Directions for this task »
In one to three sentences, explain why, according to the article on the early history of sonar, sound was the only signaling system left to ships near shore in thick fog.

History Column

Your Engineering Heritage: Early History of Sonar

By John Vardalas, Ph.D.

The disappearance of Malaysian Airlines Flight 370 and the massive search that has followed left many in the media and the general public puzzled. In an age where everything we would ever want seems but a “click” away, why was it so difficult to find the plane and its black box? As each news outlet paraded their experts to explain the difficulties, it became clear that most people had little appreciation of the vastness and impenetrability of the world’s oceans. “We know more about the Moon’s surface than we do about the bottom of the oceans,” became a common refrain as experts tried to explain the almost unsurmountable challenges of finding the wreckage of Flight 370, let alone its “black box,” at depths of three miles. Our limited ability to probe the oceans’ depths also came as a surprise to many. The electromagnetic spectrum is not effective deep under the water. The same cannot be said, however, for acoustical waves. As terms like “towed pinger” and “side-scanning sonar” were bandied about in the news, the public started to discover the unique role of sound in understanding and exploring the underwater world. The history of sonar technology is often associated with the story of anti-submarine warfare. But few are aware that the earliest technological developments in underwater acoustics emerged at the close of 19th century in efforts to overcome the dangers of fog to maritime commerce.

Imperatives of safe navigation at sea heightens scientific and engineering interest in under acoustics

The single biggest challenge to the safety of maritime commerce in the 19th century lay close to shore and not off on the high seas. Captains had to be ever vigilant of reefs, shoals, and rocks as they brought their ships close to shore. During the day, armed with good charts, the visual sightings of landmarks helped the captain situate himself relative to known hazards. As ships coming off the high seas converged on ports, the opportunities for collisions increased. But on a clear day, where one could see for miles, there was little chance of two ships colliding, especially if the captains were attentive. The night, however, was a different matter. Throughout history, maneuvering a ship in the dark close to shore had always been a very dangerous undertaking to be avoided if at all possible. The night could easily conceal the whereabouts of hazards and ships. The growing use of lighthouses and lightships during the 19th century, particularly with the advent of arc lighting, mitigated some of the dangers to ships traveling at night. During the second half of the 19th century, international maritime conventions codified the use of navigation lights by ships in order to minimize collisions at night. Despite these advances to the safety of navigation, there still lay another source of great danger for ships close to shore.

Fog can cloak all manner of hazards, whether they be in the daytime or at night. Imagine coming close to shore on the way to a port when a thick fog sets in. All the visual clues from any landmarks, lighthouses, lightships, or shipboard lights are shrouded in the thick fog. Reefs, shoals, rocks, or other ships are around you but you can’t be sure where. The only signaling system left was sound. To communicate their presence, lighthouses and lightships in 19th century were equipped with bells or horns, as were ships. In so doing they alerted mariners to nearby hazards. Despite the use of sound signals, losses to shoals, rocks, reefs, and inter-ship collisions were considerable. With ships getting bigger and faster because of steam power, and the volume cargo and passenger traffic ever increasing, these losses were bound to increase.

Listed entries »
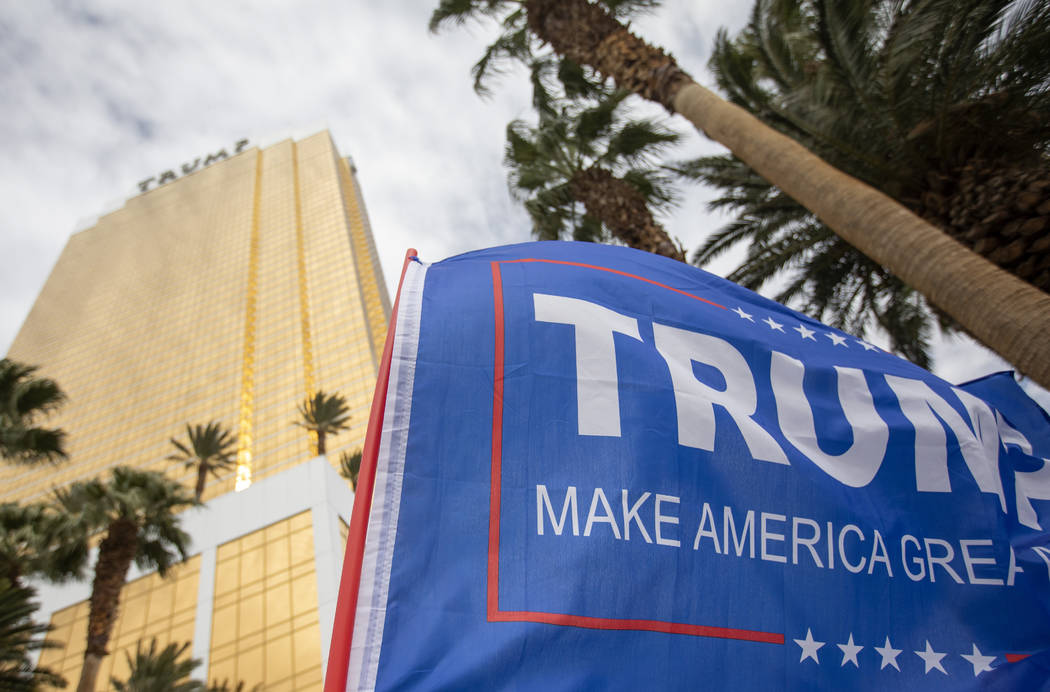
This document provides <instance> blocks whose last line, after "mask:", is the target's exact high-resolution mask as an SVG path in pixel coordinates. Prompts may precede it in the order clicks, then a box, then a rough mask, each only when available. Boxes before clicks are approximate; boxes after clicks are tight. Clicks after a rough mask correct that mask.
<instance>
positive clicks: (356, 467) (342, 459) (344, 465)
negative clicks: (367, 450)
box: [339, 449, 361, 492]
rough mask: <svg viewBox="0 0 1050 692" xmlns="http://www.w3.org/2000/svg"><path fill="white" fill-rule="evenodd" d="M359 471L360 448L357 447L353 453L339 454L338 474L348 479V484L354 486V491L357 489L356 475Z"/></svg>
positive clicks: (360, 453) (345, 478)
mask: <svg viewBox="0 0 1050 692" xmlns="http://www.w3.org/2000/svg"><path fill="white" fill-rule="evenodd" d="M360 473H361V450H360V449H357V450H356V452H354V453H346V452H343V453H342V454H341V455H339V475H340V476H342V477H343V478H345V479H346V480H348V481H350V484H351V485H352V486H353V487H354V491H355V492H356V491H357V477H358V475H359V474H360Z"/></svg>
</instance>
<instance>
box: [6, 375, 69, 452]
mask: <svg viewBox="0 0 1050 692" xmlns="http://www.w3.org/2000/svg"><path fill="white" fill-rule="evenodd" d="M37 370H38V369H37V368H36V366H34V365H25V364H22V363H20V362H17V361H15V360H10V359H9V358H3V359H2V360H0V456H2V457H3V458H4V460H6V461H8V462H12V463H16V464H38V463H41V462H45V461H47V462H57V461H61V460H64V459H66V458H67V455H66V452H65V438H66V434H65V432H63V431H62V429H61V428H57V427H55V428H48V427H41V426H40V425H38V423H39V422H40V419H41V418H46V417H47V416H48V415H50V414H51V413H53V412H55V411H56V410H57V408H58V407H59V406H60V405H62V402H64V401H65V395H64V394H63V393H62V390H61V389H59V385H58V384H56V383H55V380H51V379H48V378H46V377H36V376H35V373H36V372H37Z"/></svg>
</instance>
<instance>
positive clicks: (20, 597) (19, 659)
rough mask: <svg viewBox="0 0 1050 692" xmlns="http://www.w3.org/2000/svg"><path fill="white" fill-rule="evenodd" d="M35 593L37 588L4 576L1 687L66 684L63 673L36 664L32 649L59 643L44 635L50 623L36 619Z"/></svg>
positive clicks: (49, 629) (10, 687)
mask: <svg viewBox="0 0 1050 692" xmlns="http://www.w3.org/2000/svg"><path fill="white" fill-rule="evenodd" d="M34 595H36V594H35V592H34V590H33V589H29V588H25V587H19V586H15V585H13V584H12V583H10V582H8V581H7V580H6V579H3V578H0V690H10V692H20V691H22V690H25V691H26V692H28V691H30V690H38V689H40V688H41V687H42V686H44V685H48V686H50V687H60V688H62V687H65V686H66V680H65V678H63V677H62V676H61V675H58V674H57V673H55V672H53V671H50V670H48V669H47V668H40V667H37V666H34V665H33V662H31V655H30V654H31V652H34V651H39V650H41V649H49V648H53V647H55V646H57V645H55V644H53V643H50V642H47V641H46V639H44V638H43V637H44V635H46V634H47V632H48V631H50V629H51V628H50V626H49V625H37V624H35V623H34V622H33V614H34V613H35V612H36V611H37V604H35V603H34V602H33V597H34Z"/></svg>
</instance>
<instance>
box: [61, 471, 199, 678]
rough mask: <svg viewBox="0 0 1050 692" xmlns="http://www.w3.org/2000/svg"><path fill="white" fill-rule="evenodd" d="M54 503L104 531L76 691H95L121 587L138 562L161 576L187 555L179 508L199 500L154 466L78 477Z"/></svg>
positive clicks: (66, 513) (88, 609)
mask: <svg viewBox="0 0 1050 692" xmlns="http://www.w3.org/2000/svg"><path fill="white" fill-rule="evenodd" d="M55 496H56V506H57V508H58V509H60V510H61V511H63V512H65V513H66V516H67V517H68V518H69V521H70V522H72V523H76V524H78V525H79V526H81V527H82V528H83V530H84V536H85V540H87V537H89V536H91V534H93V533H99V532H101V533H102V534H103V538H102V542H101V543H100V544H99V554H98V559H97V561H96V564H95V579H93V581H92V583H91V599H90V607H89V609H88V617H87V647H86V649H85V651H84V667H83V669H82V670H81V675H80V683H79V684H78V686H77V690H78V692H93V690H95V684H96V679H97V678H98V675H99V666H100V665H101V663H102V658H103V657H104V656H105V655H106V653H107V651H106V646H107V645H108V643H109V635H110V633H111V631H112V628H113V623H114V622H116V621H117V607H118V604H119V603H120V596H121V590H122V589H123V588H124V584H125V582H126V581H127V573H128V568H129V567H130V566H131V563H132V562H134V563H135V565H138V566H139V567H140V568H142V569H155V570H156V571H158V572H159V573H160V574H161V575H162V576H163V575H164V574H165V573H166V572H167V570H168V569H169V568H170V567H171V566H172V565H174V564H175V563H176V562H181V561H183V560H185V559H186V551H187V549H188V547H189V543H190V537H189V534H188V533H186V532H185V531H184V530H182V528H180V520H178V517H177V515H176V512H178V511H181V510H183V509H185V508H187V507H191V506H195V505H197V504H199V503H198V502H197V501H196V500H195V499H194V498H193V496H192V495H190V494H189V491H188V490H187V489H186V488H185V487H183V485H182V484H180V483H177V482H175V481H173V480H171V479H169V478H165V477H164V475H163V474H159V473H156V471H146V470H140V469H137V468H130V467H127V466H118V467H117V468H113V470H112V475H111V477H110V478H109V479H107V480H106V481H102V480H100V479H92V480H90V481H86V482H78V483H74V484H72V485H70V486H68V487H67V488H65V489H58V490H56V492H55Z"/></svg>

Task result »
Thick fog hides every visual clue a captain would use: landmarks, lighthouses, lightships, and shipboard lights. With nothing to see, lighthouses, lightships, and ships used bells or horns to make their presence known and warn mariners of nearby hazards.